--- Passage provided ---

- Parent company: BMG Rights Management (2026-present) Previously Concord (2025-2026) Universal Music Group (2005-2011, 2019-2024) Sony Music Entertainment (1997-2004, 2013-2018) EMI (2012)
- Founded: August 26, 1997; 29 years ago (as El Cartel Productions)
- Founder: Daddy Yankee
- Defunct: April 23, 2025; 16 months ago
- Distributor: Universal Music Group;
- Genre: Reggaeton
- Country of origin: Puerto Rico
- Location: San Juan

= El Cartel Records =

Puerto Rican record label

El Cartel Records (formerly known as Los Cangris Inc. and El Cartel Productions) was a Puerto Rican record label. The release of Barrio Fino, Daddy Yankee's first commercially successful album, is notable for being the label's first distributed album.

On October 18, 2024, Concord acquired El Cartel's catalog. The acquisition, including both publishing and master recordings.

--- Data extract ---

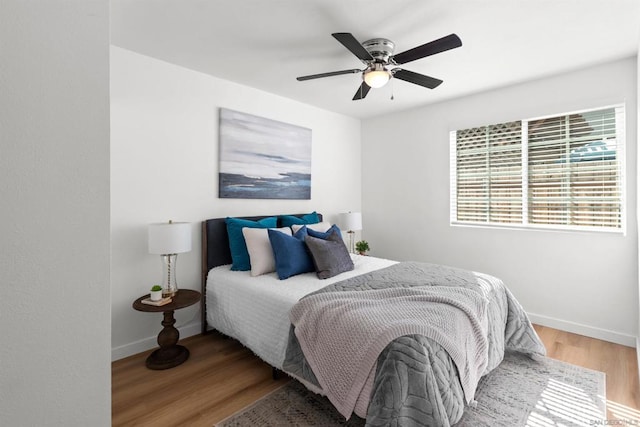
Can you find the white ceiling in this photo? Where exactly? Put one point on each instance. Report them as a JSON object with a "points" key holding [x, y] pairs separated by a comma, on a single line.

---

- [Problem details]
Update the stretch of the El Cartel Records text above from "- Founder: Daddy" through "and master recordings." by putting "music label" wherever "record label" appears, and give that stretch again.

- [Answer below]
- Founder: Daddy Yankee
- Defunct: April 23, 2025; 16 months ago
- Distributor: Universal Music Group;
- Genre: Reggaeton
- Country of origin: Puerto Rico
- Location: San Juan

= El Cartel Records =

Puerto Rican music label

El Cartel Records (formerly known as Los Cangris Inc. and El Cartel Productions) was a Puerto Rican music label. The release of Barrio Fino, Daddy Yankee's first commercially successful album, is notable for being the label's first distributed album.

On October 18, 2024, Concord acquired El Cartel's catalog. The acquisition, including both publishing and master recordings.